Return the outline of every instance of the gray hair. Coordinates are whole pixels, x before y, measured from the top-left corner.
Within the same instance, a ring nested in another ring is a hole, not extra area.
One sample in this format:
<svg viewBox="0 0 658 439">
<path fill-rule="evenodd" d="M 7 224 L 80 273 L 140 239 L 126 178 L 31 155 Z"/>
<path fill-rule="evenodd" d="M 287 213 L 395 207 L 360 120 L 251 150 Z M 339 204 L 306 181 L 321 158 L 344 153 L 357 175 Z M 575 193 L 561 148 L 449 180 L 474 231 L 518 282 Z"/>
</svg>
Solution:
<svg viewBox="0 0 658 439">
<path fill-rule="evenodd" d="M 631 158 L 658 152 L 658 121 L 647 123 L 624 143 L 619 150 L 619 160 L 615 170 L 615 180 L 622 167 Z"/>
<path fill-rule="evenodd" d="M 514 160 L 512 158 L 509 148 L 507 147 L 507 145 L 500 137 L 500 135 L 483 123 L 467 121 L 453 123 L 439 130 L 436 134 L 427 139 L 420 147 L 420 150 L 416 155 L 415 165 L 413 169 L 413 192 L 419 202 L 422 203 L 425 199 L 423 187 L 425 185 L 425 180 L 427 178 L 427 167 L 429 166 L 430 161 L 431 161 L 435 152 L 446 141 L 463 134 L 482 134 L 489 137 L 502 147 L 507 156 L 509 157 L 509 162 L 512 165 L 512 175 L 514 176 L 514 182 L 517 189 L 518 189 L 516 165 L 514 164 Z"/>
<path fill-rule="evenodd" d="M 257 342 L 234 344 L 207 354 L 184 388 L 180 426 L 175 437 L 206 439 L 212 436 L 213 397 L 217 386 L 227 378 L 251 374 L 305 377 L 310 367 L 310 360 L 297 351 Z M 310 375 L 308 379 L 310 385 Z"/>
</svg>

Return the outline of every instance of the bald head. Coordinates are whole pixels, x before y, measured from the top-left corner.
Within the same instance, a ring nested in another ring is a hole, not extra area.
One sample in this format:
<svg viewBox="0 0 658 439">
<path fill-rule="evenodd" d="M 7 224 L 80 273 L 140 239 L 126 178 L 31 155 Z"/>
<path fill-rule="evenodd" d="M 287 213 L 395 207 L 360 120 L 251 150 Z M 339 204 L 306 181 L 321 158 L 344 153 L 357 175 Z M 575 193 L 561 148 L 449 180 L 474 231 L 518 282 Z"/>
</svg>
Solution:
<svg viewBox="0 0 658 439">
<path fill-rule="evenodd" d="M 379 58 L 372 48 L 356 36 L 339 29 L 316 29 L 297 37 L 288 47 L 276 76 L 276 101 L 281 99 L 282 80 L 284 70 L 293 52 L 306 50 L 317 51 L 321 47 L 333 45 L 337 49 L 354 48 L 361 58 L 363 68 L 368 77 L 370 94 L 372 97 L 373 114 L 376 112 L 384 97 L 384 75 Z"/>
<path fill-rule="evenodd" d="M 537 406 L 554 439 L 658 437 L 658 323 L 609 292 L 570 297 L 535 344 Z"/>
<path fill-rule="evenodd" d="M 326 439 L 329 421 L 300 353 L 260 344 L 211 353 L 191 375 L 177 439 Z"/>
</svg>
-------
*Task to carry out*
Please update the entries above by changing "outline" to "boundary" and write them out again in full with nothing else altered.

*Response below*
Return the boundary of every instance of the gray hair. Coordinates are whole pixels, x before y, measured from the top-left corner.
Within the same instance, a ring nested in another ring is a hole, not extra area.
One sample in this format:
<svg viewBox="0 0 658 439">
<path fill-rule="evenodd" d="M 7 224 L 80 273 L 140 239 L 126 178 L 31 155 Z"/>
<path fill-rule="evenodd" d="M 287 213 L 395 207 L 360 120 L 251 150 Z M 339 204 L 306 181 L 321 158 L 344 153 L 357 175 Z M 575 193 L 561 148 L 449 180 L 474 231 L 518 282 Z"/>
</svg>
Solution:
<svg viewBox="0 0 658 439">
<path fill-rule="evenodd" d="M 631 158 L 658 152 L 658 121 L 647 123 L 624 143 L 619 150 L 619 160 L 615 170 L 615 180 L 622 167 Z"/>
<path fill-rule="evenodd" d="M 514 160 L 512 158 L 509 148 L 507 147 L 507 145 L 500 137 L 500 135 L 483 123 L 467 121 L 453 123 L 439 130 L 436 134 L 427 139 L 420 147 L 420 150 L 416 155 L 415 165 L 413 169 L 413 192 L 419 202 L 422 203 L 425 199 L 423 187 L 425 185 L 425 180 L 427 178 L 427 167 L 429 166 L 430 161 L 431 161 L 435 152 L 446 141 L 463 134 L 482 134 L 489 137 L 502 147 L 507 156 L 509 157 L 509 162 L 512 165 L 512 175 L 514 176 L 514 182 L 517 189 L 518 189 L 516 165 L 514 164 Z"/>
<path fill-rule="evenodd" d="M 257 342 L 234 344 L 207 354 L 184 388 L 180 426 L 175 437 L 206 439 L 212 436 L 213 397 L 217 386 L 227 378 L 251 374 L 305 377 L 310 367 L 310 360 L 297 351 Z M 310 375 L 308 379 L 310 385 Z"/>
</svg>

Return the boundary of every instance of the bald head. Coordinates are whole pixels, x before y, measured from the top-left corner.
Within the same instance, a ring nested in another ring is a hole, not extra area.
One sample in this format:
<svg viewBox="0 0 658 439">
<path fill-rule="evenodd" d="M 7 224 L 80 273 L 140 239 L 126 178 L 31 155 Z"/>
<path fill-rule="evenodd" d="M 287 213 L 395 207 L 360 120 L 251 150 Z M 339 204 L 306 181 L 321 158 L 344 153 L 357 175 Z M 575 193 L 561 148 L 449 180 L 474 231 L 518 282 Z"/>
</svg>
Solution:
<svg viewBox="0 0 658 439">
<path fill-rule="evenodd" d="M 379 58 L 372 48 L 356 36 L 339 29 L 316 29 L 297 37 L 288 47 L 276 76 L 276 101 L 281 99 L 282 80 L 284 70 L 293 52 L 306 50 L 317 51 L 321 47 L 333 45 L 337 49 L 354 48 L 361 58 L 363 68 L 368 77 L 370 94 L 372 97 L 373 114 L 376 112 L 384 97 L 384 75 Z"/>
<path fill-rule="evenodd" d="M 537 406 L 554 439 L 658 437 L 658 323 L 609 292 L 570 297 L 535 344 Z"/>
<path fill-rule="evenodd" d="M 326 439 L 329 421 L 300 353 L 260 344 L 211 353 L 191 375 L 177 439 Z"/>
</svg>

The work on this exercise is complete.